Não haverá trégua da oposição, seja a extremamente raivosa que deixa o poder, seja aquela clássica, já conhecida, constituída pela grande imprensa, grupos corporativos empresariais e os partidos de centro-direita. A montagem da equipe do primeiro escalão será fundamental para enfrentar e ter algum sucesso diante dos grandes desafios que virão. Como retomar o crescimento com o discurso de centro-esquerda tendo no meio do caminho o teto de gastos? E o que fazer com a insatisfação da própria base diante das reformas liberais que retiraram direitos?

Por outro lado, com a habilidade de negociação que lhe é peculiar, Lula poderá construir importantes pontes no exterior para resolver o passivo ambiental que será deixado e que tem manchado globalmente a imagem do País – o que depende, também, de um bom nome para as Relações Exteriores. De positivo internamente, uma remontagem digna e essencial das áreas da Educação e da Cultura. Em relação aos militares, cuja maioria tem alta rejeição ao petista, certamente haverá bons intermediários – como já existem para o atual momento de crise institucional – para mediar os momentos iniciais de governo e a tendência é de que seja algo não dificilmente superável.

Se Bolsonaro vencer as eleições

Com o líder da extrema-direita no poder, foram todos estes anos atribulados, de tensão ininterrupta com os demais Poderes. A pandemia de Covid-19 só serviu para agravar o quadro, mas é bom sempre se lembrar de que ela não foi determinante para o comportamento do mandatário: é da natureza de Jair Bolsonaro viver do confronto, de declarações para os seus ajuntando sua turma e dando uma banana para o “resto” – também conhecida como “população brasileira não militante de direita”.

Bolsonaro estabeleceu o que poderíamos também chamar de “dialética da provocação” e é assim que ele passa os dias de Planalto. Não há plano de governo Na infraestrutura, por exemplo, não há nenhum projeto em curso, somente picotes do que já foi planejado, iniciado ou até concluído em grande parte por seus antecessores: foi assim com a transposição do Rio São Francisco, com a Ferrovia Norte-Sul e com tantas obras de rodovias federais pelo País. Também nada – pelo menos nada de bom – foi feito pela educação e pelo meio ambiente. Política de segurança pública? Transferir para os civis que podem pagar por uma arma de fogo a responsabilidade pela própria proteção. Não houve ainda nada que pudéssemos chamar de uma política econômica consistente com Paulo Guedes, mas, por sua fidelidade canina – o que o presidente considera prioritário acima de qualquer competência –, o ministro da Economia tem grandes chances de prosseguir no cargo.

## Atividade 1
De acordo com o texto sobre os cenários de um governo Lula ou Bolsonaro, qual ministro tem grandes chances de continuar no cargo?
## Atividade 2
Liste as obras de infraestrutura que, segundo o texto sobre os cenários de um governo Lula ou Bolsonaro, foram planejadas, iniciadas ou concluídas em grande parte pelos antecessores de Bolsonaro.
## Atividade 3
Retome o texto sobre os cenários de um governo Lula ou Bolsonaro logo após a última frase apresentada.

## Dados armazenados
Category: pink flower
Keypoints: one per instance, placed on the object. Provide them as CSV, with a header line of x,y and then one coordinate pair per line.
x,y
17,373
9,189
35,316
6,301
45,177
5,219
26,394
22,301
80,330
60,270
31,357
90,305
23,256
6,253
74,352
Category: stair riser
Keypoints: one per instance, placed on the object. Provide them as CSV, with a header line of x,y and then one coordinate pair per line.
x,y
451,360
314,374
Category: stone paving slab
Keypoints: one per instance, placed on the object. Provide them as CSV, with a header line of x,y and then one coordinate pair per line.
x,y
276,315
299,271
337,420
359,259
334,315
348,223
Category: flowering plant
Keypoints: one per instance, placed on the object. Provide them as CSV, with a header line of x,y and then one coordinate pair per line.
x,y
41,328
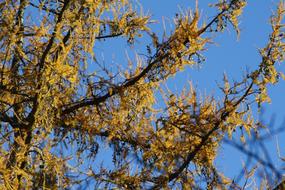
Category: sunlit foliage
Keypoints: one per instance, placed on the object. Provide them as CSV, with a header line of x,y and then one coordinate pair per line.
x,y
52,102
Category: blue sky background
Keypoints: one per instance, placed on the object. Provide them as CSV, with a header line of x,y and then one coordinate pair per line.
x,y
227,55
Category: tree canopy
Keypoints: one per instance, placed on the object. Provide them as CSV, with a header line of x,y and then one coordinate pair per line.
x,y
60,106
---
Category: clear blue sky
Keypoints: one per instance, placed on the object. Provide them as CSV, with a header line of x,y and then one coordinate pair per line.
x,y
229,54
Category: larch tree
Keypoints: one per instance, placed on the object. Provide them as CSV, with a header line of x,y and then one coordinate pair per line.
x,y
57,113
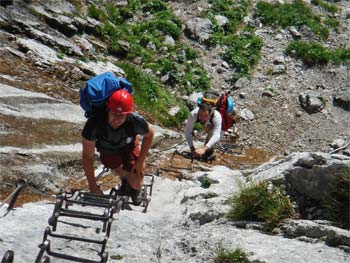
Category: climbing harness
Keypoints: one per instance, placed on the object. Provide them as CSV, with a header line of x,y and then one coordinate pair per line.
...
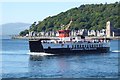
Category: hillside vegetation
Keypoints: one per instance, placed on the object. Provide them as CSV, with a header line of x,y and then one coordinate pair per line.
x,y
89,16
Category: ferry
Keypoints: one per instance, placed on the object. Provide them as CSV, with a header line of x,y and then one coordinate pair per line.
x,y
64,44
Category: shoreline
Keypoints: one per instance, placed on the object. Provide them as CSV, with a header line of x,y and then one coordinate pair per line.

## Resposta 1
Paulo Guedes, ministro da Economia.

## Resposta 2
A transposição do Rio São Francisco, a Ferrovia Norte-Sul e obras de rodovias federais pelo País.

## Resposta 3
Com a troca de dois ministros do Supremo Tribunal Federal (STF) por mais dois terrivelmente bolsonaristas, virá também o desejo de, com a ajuda de um Senado renovado em seu favor, caso isso de fato ocorra, promover o impeachment de ministros da Corte. Os principais alvos são os mesmos de agora: pela sequência, Alexandre de Moraes, Luis Roberto Barroso e Edson Fachin.

Que ninguém espere (ainda há quem espera?) de Bolsonaro algo além de jogar para a própria plateia, enquanto tenta encaixar suas pautas bem particulares, ligadas a cristãos fundamentalistas, militantes armamentistas e a face atrasada do agronegócio e da mineração. É só o que tem feito desde que entrou no governo e não parece ter nada a oferecer a mais do que misturar a isso as palavras “patriota”, “Deus”, “família” e “liberdade”. Bastaria este parágrafo para resumir o que serão as temáticas a discutir no Congresso, que continuará dominando o orçamento via Centrão.

Para um segundo mandato de Bolsonaro, prevê-se a intensificação do culto à pessoa que ele promove para preencher o vazio de suas ações. Nomes qualificados vão ser preteridos por posições pessoais e confessionais que nada ou pouco teria a ver com seu desempenho na função pública, como ocorreu com vários nomes vetados antes de assumir ou mesmo nos primeiros momentos de trabalho.